%%

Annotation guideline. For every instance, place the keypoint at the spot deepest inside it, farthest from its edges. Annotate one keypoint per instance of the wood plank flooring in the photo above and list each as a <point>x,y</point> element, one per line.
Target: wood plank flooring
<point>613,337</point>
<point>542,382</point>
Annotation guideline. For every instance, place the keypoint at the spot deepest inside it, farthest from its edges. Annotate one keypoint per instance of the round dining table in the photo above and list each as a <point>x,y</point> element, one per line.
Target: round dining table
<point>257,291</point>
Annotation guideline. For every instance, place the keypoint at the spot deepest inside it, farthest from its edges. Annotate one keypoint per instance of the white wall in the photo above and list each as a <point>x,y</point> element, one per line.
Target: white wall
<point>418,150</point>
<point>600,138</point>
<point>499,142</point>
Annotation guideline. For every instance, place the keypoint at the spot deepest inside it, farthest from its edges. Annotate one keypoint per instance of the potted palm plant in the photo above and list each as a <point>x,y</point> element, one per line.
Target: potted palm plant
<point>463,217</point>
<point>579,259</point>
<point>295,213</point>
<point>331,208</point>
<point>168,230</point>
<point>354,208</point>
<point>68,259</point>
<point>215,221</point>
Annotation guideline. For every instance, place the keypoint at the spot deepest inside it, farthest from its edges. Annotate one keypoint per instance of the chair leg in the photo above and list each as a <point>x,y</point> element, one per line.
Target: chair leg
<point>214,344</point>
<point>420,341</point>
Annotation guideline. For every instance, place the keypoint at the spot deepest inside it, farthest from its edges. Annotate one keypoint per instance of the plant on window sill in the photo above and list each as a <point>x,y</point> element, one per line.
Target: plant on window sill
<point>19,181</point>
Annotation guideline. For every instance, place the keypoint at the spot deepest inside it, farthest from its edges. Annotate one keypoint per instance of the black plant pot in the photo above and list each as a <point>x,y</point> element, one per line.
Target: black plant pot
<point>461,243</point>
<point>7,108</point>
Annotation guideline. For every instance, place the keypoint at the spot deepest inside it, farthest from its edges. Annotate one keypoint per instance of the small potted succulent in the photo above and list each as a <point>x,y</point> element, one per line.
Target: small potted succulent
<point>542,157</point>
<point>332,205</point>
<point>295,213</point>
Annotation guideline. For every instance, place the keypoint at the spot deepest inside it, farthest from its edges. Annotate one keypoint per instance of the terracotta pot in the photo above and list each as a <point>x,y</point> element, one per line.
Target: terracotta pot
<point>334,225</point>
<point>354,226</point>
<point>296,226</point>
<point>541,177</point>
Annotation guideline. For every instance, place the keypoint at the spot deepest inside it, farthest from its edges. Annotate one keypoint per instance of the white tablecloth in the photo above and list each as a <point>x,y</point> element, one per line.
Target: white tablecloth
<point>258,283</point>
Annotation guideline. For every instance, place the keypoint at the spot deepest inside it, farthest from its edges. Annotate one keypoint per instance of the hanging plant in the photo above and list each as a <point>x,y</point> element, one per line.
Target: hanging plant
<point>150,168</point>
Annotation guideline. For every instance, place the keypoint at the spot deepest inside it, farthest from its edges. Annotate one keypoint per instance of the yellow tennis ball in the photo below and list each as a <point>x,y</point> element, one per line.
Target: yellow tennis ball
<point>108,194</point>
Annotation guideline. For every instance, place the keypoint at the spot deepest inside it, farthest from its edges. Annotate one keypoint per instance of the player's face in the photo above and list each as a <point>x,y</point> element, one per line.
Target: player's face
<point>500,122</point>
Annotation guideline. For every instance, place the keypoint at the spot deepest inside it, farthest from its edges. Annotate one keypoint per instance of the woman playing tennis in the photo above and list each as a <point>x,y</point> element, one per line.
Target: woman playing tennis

%%

Task to complete: Set down each record above without changing a single word.

Written answer:
Annotation guideline. For every instance, place the keypoint at the spot deepest inside it, farthest from its edges. Annotate one keypoint per instance of the wood plank flooring in the photo above and list each as a <point>x,y</point> element, one per line.
Target: wood plank flooring
<point>613,337</point>
<point>542,382</point>
Annotation guideline. For every instance, place the keypoint at the spot deepest inside it, farthest from its edges. Annotate one keypoint per instance of the round dining table in the photo above and list each as a <point>x,y</point> element, one per line.
Target: round dining table
<point>257,291</point>
Annotation guideline. For every instance, place the keypoint at the spot deepest inside it, farthest from its edges. Annotate one keypoint per instance of the white wall in the photo above and list each as a <point>x,y</point> element, one per line.
Target: white wall
<point>418,150</point>
<point>600,138</point>
<point>499,142</point>
Annotation guideline. For every instance, place the keypoint at the spot deepest inside it, farthest from its edges. Annotate one keypoint per instance of the potted palm plant in the photo above and list each as a <point>x,y</point> element, one per line.
Target: potted palm plant
<point>463,217</point>
<point>579,259</point>
<point>295,213</point>
<point>331,208</point>
<point>168,230</point>
<point>354,208</point>
<point>68,259</point>
<point>215,221</point>
Annotation guideline. For every instance, place the keypoint at the spot deepest inside it, farthest from its edges. Annotate one keypoint per instance of the chair leg in the photo above and list each as a <point>x,y</point> element, one per line.
Target: chair leg
<point>214,344</point>
<point>420,341</point>
Annotation guideline. For every instance, place the keypoint at the spot deepest inside it, farthest from its edges. Annotate one keypoint per instance of the plant on window sill in the photo above and list each as a <point>x,y</point> element, one per line.
Target: plant on window sill
<point>19,181</point>
Annotation guideline. For every instance, place the keypoint at the spot deepest inside it, farthest from its edges. Annotate one keypoint per instance of the black plant pot in the photo above and list each as a <point>x,y</point> element, one per line.
Target: black plant pot
<point>461,243</point>
<point>7,108</point>
Annotation guideline. For every instance, place the keypoint at the spot deepest inside it, farthest from its edges. Annotate one keypoint per instance of the small potted succulent in the photo above and list each as a <point>x,y</point> element, one per line.
Target: small potted succulent
<point>542,157</point>
<point>332,205</point>
<point>295,213</point>
Annotation guideline. For every instance, place the keypoint at the spot deepest inside it, farthest from its edges. Annotate one keypoint per instance of the terracotta pot in the photo above and list each as a <point>x,y</point> element, one per line.
Target: terracotta pot
<point>334,225</point>
<point>354,226</point>
<point>296,226</point>
<point>541,177</point>
Annotation guideline. For every instance, place the keypoint at the spot deepest inside it, farthest from its edges. Annotate one keypoint per instance of the white tablecloth in the photo above and list each as a <point>x,y</point> element, one per line.
Target: white tablecloth
<point>258,283</point>
Annotation guideline. For every instance, place the keypoint at the spot deepest inside it, farthest from its edges. Annotate one keypoint per instance of the hanging plant in the photo above and list each as a <point>x,y</point> element, one per line.
Target: hanging plant
<point>150,168</point>
Annotation guideline. For every instance, place the keypoint at the spot deepest inside it, farthest from its edges. Annotate one keypoint per instance of the yellow tennis ball in the photo below and list each as a <point>x,y</point> element, one per line.
Target: yellow tennis ball
<point>108,194</point>
Annotation guideline. For every instance, place the keypoint at the spot deepest inside it, farthest from its edges. Annotate one keypoint per instance of the player's face in the photo above and list each as a <point>x,y</point> element, one per line.
Target: player's face
<point>500,122</point>
Annotation guideline. For every instance, place the keypoint at the spot deepest inside it, farthest from its edges. Annotate one keypoint per instance of the woman playing tennis in the photo above and list each as a <point>x,y</point> element, one per line.
Target: woman playing tennis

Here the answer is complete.